#### Exercise 1
Reproduce the stretch of the PgDog thread from "I've used Postgres" through "much as possible.".
#### Exercise 2
Identify each row that contains the string "dryer" and copy those rows. Case counts when matching.

#### Selected excerpt
• • • • •
SmackerNews

PgDog is funded and coming to a database near you

514 points · 244 comments · 1 day ago · levkk

pgdog.dev

ahachete3 hours ago
I have mentioned this before, but here it goes again:
I'm really happy that there's more options for Postgres sharding and I applaud Pgdog and the team's efforts and energy.
Having said that, this makes it a no-go for me:
shard_number = hash(data) % num_shards
https://docs.pgdog.dev/features/sharding/basics/#terminology
Most sharding solutions distribute the hash value over linear ranges, that then split across "virtual shards", that are then placed on the physical shards or worker. This allows for shard replacement when needed. For example, Citus works this way, and even adds convenience functions for shard migration (using logical migration) in an automated way. That's all I'd need.
Operationally, it's worlds apart. With modulo distribution the only way to replace data is to reshard everything --something you don't want to do however fast the operation may be.
eikenberry22 hours ago
The reason DBs like Mongo or Dynamo exist is because Postgres has a scaling problem.
I've used Postgres at a few places and the #1 problem was always high availability, not scaling. One Postgres cluster could easily handle 100000 transactions per minute, but when a primary node went down it was a page and manually failing over to the spare then manually replacing the spare. The manual tooling was very finicky but at least it worked, no automated solution came even close. Lack of a good HA story is why I avoid self-managed Postgres as much as possible.
• • • • •
#### Supplied material
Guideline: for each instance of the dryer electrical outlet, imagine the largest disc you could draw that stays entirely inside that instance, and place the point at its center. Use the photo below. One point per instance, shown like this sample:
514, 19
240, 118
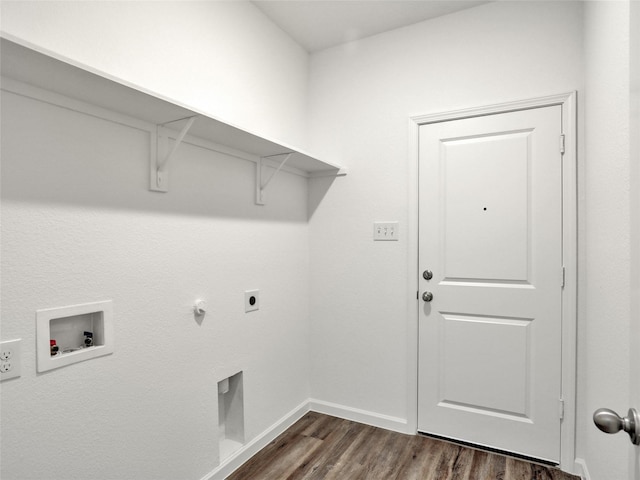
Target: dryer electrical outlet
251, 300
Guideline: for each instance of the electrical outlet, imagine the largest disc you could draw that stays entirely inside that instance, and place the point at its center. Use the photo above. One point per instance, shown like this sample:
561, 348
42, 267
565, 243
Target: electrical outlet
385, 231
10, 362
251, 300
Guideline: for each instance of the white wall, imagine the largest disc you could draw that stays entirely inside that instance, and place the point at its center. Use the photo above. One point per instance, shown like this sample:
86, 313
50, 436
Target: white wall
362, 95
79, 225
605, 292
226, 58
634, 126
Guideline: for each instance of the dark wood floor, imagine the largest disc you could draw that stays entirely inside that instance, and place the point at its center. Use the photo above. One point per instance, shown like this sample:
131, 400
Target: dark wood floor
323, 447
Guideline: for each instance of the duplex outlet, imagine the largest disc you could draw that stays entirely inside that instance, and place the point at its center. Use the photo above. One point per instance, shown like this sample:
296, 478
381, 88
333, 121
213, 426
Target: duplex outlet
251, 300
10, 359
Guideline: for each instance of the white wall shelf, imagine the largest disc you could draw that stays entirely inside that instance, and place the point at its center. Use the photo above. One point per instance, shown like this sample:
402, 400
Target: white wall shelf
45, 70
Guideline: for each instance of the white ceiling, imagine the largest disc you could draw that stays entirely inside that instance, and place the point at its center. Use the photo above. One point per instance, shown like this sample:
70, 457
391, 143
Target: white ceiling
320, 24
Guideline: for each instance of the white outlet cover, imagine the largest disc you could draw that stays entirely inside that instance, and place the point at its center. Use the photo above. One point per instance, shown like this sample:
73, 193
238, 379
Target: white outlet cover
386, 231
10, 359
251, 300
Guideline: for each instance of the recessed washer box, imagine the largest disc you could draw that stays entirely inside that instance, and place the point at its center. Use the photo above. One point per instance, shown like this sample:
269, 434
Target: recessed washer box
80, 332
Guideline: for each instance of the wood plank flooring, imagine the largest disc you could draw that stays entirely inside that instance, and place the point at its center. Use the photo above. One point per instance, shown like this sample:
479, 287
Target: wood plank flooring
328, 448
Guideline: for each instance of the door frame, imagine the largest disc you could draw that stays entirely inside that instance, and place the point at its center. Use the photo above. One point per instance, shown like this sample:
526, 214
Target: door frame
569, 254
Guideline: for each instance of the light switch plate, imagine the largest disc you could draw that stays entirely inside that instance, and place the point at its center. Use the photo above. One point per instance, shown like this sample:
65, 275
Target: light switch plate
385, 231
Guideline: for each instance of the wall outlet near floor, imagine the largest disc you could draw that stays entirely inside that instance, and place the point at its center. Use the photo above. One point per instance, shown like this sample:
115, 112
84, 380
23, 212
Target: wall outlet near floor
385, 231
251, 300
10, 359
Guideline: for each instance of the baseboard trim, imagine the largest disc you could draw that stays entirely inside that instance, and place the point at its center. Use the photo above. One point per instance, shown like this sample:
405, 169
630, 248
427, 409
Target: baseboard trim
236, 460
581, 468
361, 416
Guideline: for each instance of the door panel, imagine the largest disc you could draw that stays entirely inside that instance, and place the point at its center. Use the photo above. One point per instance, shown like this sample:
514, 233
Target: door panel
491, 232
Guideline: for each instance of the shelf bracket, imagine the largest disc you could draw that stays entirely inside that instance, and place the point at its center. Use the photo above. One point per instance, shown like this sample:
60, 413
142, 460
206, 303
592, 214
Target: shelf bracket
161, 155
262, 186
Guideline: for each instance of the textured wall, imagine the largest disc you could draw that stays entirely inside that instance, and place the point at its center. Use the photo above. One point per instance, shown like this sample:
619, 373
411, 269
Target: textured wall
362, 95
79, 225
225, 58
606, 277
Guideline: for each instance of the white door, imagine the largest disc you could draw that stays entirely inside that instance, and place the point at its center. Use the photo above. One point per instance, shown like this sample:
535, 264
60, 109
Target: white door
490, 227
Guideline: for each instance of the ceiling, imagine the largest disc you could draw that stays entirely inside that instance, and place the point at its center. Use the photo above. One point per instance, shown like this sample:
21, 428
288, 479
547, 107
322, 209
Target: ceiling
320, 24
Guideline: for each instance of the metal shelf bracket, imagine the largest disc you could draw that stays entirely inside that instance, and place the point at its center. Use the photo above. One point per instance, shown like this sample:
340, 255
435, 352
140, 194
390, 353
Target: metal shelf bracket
• • • • •
#### Final result 1
I've used Postgres at a few places and the #1 problem was always high availability, not scaling. One Postgres cluster could easily handle 100000 transactions per minute, but when a primary node went down it was a page and manually failing over to the spare then manually replacing the spare. The manual tooling was very finicky but at least it worked, no automated solution came even close. Lack of a good HA story is why I avoid self-managed Postgres as much as possible.

#### Final result 2
Guideline: for each instance of the dryer electrical outlet, imagine the largest disc you could draw that stays entirely inside that instance, and place the point at its center. Use the photo below. One point per instance, shown like this sample:
Target: dryer electrical outlet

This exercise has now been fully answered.